======== DATA PROVIDED

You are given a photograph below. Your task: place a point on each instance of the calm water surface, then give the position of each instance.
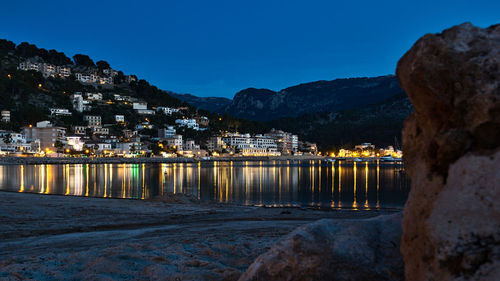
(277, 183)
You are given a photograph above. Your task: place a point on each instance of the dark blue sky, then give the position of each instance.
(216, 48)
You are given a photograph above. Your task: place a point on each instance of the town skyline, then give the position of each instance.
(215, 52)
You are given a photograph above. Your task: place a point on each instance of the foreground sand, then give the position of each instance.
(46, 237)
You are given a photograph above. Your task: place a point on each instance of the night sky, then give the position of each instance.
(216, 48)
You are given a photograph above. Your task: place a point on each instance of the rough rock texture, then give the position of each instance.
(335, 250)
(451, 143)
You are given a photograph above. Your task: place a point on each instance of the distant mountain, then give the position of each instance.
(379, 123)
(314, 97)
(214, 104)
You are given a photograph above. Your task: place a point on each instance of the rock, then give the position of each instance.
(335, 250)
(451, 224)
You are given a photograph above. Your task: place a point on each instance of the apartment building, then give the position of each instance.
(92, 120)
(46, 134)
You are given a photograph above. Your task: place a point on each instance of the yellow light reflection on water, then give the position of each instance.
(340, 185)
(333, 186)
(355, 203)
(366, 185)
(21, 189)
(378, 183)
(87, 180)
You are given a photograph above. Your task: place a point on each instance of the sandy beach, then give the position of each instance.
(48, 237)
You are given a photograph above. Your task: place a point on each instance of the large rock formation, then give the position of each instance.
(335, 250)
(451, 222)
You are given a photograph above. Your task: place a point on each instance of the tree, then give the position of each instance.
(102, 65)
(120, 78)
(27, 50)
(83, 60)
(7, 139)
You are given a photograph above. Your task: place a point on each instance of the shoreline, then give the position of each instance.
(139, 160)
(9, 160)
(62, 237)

================

**TASK TO COMPLETE:** Print the line that contains "formation, then give the position of each instance.", then every later line of the entries above up to and including the last, all exactly as written.

**FINAL ANSWER:**
You are given a photograph above. Your task: place a point on each instance of the large rock formation, then give the position of each instance.
(335, 250)
(451, 222)
You are given a photograph above. Your task: place a point on each instance of the tree, then give the position of each instance.
(102, 65)
(120, 78)
(27, 50)
(83, 60)
(7, 139)
You are given a photograph above. Your task: place a point on each instance of the shoreline, then give the position of each instance.
(139, 160)
(9, 160)
(62, 237)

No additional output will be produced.